§ What you should do:
What lines of the data include the string "below"? Copy them all.

(Image-grounded pointing data)
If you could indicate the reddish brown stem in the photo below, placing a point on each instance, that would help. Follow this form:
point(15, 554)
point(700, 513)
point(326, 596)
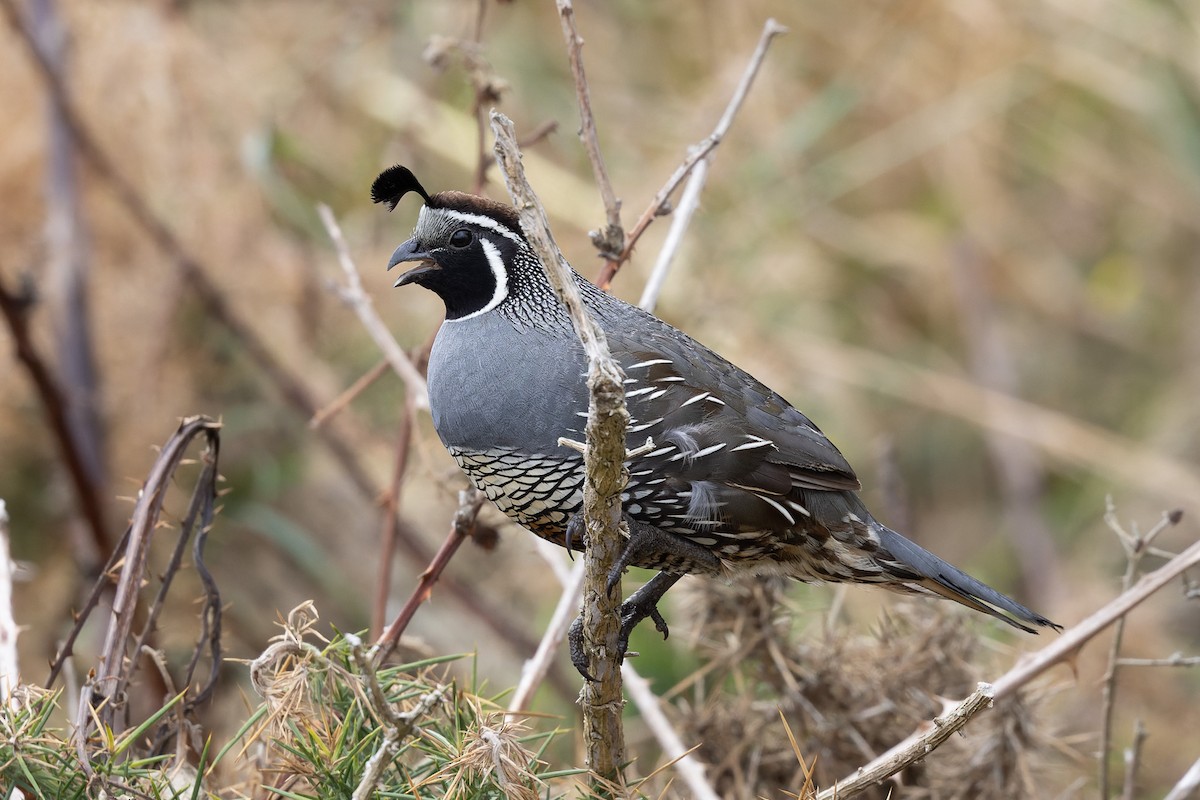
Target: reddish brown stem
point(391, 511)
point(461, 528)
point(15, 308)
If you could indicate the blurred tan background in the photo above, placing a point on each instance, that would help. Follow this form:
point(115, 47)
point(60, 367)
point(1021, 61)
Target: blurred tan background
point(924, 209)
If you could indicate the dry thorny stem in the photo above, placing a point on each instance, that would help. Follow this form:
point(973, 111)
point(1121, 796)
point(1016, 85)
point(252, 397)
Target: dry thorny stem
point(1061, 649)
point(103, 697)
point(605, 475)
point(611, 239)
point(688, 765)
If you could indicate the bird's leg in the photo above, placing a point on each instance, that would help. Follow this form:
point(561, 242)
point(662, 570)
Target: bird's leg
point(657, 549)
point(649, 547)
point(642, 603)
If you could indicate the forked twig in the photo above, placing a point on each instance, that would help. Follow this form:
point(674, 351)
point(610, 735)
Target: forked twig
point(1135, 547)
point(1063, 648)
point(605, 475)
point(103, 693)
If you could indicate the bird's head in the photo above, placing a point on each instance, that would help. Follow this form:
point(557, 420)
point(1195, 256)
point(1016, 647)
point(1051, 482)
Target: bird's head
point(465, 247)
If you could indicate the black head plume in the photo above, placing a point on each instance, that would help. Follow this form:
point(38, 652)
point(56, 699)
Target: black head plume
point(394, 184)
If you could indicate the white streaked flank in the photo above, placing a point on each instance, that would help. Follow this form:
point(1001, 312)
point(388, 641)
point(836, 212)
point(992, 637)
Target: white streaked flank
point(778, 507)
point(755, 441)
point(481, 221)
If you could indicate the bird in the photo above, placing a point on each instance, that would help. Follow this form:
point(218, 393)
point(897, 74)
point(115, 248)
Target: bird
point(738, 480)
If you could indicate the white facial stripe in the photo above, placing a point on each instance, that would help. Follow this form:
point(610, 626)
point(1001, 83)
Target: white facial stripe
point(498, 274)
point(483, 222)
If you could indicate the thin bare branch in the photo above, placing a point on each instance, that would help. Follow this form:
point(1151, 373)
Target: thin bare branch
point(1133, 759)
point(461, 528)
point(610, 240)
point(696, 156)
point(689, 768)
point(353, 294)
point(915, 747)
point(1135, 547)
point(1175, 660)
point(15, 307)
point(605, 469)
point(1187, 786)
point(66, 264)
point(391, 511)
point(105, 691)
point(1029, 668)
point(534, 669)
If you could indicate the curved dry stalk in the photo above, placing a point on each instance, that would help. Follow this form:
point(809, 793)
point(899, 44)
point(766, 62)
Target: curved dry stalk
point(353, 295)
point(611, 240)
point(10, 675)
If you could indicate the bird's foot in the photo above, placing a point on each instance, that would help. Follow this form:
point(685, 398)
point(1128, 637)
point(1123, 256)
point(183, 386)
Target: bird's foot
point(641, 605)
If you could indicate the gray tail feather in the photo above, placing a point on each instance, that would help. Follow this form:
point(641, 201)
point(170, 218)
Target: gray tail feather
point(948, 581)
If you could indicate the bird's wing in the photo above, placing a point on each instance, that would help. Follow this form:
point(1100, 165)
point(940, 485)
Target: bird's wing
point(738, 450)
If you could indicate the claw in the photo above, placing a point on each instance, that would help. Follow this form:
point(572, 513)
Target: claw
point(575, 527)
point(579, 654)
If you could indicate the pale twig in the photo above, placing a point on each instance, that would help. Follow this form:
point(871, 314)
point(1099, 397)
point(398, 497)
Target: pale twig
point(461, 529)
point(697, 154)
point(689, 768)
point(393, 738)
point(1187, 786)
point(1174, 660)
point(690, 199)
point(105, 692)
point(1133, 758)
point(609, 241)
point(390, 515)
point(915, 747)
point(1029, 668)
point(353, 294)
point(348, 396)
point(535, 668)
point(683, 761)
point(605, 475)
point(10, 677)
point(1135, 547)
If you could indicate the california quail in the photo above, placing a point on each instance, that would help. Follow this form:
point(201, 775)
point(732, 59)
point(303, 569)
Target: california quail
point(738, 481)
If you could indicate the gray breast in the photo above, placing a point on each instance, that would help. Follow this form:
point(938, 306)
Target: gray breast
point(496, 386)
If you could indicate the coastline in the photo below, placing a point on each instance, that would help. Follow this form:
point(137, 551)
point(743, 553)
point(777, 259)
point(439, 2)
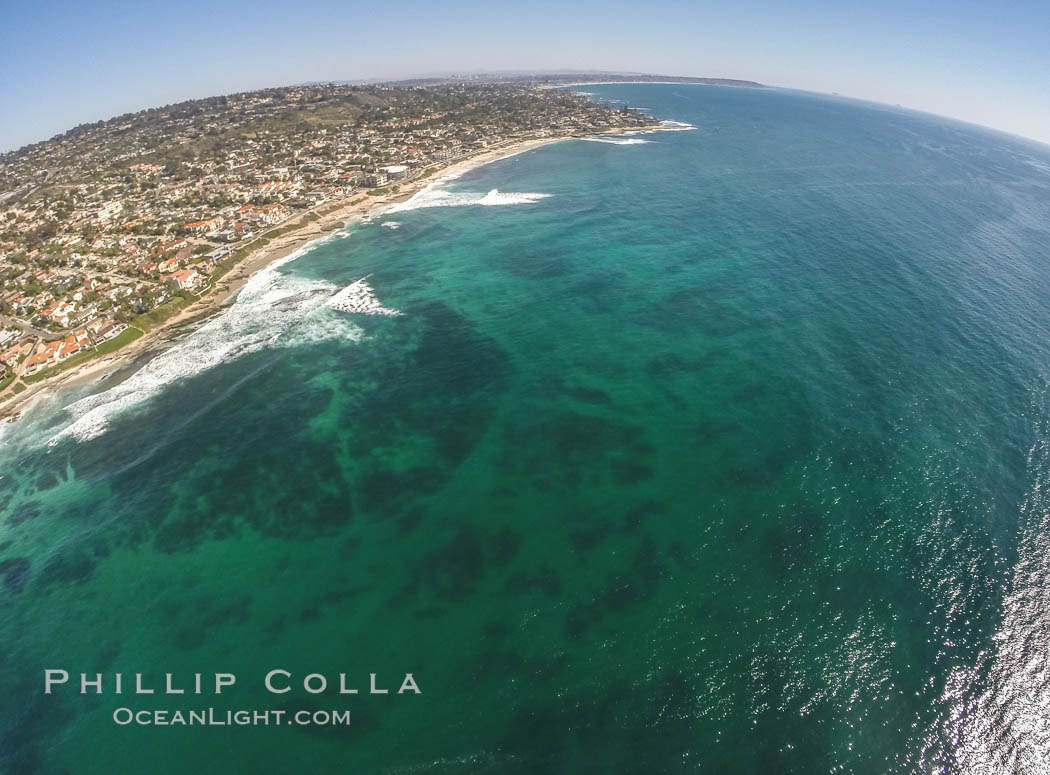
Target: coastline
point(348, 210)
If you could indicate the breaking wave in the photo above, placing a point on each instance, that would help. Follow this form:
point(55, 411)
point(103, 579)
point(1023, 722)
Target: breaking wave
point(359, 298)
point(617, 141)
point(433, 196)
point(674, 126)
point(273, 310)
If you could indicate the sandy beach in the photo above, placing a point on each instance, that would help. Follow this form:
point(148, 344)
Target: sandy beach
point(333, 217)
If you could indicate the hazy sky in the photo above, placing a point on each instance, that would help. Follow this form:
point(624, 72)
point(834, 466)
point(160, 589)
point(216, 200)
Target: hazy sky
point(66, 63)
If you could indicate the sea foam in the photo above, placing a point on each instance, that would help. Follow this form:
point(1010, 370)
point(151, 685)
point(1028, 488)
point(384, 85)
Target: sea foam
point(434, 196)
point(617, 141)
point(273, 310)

§ The answer:
If you could indicate the reddish brown stem in the photo below, placing a point on each instance, that would help. Follow this form:
If you could indicate the coastline in the photo below, placing a point on each instance, that would help. Follow this form:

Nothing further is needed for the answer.